EXERCISE DESCRIPTION:
Find every line in the records below that contains the string "street" and copy each one. Matching is case-sensitive.

** begin ENTRIES **

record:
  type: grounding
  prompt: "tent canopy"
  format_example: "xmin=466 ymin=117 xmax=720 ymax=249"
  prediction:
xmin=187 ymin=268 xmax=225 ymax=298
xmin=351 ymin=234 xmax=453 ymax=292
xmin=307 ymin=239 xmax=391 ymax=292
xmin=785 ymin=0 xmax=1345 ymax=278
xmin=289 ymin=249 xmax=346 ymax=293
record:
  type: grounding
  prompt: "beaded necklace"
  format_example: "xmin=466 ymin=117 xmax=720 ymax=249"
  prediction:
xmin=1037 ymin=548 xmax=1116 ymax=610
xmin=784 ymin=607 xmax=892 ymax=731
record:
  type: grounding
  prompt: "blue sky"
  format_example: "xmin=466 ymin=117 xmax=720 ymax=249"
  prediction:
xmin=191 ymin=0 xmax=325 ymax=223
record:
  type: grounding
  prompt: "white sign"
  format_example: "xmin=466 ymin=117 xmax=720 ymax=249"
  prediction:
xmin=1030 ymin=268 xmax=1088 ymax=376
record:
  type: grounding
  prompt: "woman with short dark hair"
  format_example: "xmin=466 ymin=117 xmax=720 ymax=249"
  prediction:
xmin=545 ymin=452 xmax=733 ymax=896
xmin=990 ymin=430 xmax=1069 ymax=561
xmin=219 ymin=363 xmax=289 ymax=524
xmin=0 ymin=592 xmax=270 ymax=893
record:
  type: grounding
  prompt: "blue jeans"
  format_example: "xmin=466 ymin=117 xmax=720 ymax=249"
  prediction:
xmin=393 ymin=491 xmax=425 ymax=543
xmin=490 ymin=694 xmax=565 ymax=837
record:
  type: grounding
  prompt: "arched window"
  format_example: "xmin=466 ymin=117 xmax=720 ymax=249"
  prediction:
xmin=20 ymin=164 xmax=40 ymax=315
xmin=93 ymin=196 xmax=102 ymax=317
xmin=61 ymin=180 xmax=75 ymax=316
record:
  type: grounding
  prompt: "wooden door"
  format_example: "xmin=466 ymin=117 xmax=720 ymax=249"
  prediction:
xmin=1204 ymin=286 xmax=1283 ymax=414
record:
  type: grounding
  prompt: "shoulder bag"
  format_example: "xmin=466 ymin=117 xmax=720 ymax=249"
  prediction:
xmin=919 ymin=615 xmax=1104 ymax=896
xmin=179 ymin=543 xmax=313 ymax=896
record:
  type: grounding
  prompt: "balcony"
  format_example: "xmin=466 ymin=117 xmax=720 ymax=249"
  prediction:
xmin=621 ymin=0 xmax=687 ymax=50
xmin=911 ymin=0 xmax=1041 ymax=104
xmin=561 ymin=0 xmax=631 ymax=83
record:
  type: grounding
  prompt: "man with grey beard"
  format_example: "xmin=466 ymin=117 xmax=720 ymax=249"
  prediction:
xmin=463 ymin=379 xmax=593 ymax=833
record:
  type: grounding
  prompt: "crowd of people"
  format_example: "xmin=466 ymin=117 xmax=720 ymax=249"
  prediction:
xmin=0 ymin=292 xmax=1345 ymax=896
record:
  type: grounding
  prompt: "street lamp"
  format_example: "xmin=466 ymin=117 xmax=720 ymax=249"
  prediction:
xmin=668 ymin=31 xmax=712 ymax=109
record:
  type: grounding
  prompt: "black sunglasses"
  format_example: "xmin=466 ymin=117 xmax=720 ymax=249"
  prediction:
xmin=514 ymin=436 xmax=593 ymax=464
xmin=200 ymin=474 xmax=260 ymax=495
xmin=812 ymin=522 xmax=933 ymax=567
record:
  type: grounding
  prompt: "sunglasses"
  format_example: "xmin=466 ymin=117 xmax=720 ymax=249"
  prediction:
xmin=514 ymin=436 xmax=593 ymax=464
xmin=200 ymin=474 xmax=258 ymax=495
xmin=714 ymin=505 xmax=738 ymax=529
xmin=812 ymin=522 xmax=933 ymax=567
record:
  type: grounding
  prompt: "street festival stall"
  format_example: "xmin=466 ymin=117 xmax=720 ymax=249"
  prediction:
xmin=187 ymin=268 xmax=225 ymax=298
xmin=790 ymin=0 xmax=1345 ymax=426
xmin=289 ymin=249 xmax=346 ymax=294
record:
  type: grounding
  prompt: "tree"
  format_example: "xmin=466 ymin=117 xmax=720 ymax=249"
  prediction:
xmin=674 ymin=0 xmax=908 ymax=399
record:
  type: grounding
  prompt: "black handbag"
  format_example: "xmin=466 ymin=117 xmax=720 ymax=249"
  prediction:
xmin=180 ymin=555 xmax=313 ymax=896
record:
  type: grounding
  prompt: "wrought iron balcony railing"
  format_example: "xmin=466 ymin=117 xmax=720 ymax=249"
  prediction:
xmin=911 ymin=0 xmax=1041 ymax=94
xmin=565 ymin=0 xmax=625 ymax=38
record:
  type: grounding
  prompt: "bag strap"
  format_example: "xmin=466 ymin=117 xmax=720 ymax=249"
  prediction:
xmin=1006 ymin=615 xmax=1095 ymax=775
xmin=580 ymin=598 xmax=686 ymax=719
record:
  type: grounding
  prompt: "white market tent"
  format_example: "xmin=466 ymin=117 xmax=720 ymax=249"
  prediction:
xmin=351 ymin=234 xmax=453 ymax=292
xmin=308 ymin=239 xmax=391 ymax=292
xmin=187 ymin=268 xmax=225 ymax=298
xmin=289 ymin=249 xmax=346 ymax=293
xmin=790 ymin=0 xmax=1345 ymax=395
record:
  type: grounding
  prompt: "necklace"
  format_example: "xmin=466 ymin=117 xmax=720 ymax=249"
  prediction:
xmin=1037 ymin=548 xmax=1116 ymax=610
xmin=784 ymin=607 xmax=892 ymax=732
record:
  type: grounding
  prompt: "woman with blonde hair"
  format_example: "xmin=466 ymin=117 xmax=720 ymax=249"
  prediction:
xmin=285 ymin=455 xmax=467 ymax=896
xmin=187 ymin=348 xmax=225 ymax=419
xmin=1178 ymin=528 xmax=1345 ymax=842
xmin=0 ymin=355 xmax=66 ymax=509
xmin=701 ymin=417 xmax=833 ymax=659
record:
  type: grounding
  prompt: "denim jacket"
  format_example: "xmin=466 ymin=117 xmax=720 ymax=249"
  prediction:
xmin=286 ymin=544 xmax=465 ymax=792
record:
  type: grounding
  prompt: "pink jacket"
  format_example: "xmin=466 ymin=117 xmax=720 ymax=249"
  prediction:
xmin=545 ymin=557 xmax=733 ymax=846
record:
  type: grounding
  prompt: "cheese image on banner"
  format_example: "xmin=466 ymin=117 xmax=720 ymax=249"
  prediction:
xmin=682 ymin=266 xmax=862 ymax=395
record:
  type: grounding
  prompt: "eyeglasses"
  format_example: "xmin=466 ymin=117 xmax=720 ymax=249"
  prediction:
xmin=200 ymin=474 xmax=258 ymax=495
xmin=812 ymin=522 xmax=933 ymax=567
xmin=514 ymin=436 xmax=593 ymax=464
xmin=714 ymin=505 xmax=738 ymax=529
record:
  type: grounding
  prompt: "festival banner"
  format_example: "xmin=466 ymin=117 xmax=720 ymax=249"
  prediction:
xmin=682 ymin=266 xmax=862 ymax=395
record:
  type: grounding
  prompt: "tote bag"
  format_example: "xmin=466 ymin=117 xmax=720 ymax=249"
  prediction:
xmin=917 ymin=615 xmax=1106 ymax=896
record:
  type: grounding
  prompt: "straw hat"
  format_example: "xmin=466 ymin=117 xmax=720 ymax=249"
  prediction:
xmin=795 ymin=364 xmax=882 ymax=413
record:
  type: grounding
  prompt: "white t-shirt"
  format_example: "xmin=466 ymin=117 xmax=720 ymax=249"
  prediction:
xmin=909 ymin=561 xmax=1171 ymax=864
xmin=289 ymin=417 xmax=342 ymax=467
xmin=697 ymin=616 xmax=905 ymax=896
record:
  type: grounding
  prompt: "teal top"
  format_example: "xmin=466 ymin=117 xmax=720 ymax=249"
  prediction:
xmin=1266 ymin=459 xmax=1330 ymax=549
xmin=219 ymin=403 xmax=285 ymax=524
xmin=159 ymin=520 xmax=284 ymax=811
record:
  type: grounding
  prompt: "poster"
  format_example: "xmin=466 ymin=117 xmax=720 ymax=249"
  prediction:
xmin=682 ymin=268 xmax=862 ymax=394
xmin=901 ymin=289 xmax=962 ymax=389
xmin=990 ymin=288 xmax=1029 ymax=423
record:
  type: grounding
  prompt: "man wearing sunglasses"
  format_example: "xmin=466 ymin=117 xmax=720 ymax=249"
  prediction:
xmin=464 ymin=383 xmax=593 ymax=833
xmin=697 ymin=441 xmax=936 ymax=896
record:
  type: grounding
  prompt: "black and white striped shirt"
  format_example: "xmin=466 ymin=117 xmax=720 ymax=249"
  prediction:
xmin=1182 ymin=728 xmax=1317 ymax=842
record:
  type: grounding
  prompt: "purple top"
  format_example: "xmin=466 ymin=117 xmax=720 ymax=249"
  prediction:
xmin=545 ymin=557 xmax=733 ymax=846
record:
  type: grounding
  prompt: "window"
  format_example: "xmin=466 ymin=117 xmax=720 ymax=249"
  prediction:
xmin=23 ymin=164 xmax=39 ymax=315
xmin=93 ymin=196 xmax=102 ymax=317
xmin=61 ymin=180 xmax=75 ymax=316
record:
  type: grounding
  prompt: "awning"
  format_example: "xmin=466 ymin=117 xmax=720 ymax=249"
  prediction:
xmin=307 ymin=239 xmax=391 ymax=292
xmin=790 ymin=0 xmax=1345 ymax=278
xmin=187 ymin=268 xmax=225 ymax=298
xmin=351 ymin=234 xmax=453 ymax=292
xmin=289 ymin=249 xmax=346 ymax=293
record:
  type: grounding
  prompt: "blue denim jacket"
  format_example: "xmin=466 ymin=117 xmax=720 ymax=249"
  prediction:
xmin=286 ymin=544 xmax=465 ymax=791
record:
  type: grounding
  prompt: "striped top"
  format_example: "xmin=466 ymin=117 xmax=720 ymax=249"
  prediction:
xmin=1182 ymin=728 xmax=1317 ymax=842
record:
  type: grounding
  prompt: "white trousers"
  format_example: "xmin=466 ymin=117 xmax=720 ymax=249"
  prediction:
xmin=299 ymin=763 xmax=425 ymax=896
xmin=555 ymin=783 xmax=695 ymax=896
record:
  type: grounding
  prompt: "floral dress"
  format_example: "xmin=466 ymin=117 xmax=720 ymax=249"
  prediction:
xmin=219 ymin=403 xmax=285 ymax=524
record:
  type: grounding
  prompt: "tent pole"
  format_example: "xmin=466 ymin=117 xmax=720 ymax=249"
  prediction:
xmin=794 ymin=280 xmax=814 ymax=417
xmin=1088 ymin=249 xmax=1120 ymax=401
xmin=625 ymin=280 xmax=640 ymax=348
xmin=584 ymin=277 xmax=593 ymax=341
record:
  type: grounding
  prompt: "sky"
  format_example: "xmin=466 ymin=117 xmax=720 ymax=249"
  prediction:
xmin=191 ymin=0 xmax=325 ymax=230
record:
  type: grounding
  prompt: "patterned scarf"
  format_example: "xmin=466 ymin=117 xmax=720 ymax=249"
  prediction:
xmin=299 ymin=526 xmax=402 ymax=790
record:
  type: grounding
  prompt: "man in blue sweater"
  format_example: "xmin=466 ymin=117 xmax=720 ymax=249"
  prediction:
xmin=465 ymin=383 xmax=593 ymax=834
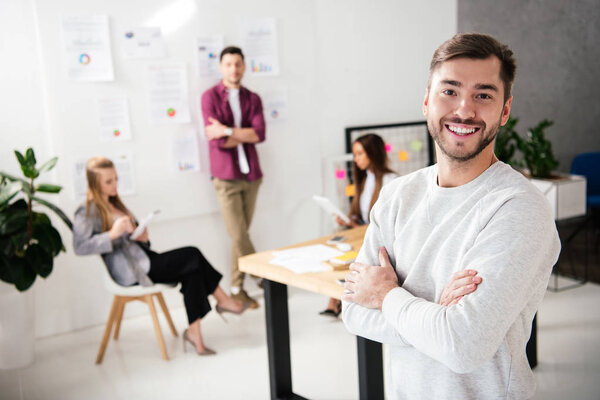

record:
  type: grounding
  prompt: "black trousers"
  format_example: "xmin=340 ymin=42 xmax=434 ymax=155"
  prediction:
xmin=144 ymin=247 xmax=223 ymax=324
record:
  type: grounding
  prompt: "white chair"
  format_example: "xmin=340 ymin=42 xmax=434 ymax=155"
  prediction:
xmin=96 ymin=268 xmax=177 ymax=364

** end ENTRIES **

WRITTEN SOLUTION:
  prompt: "street lamp"
  prompt: "street festival stall"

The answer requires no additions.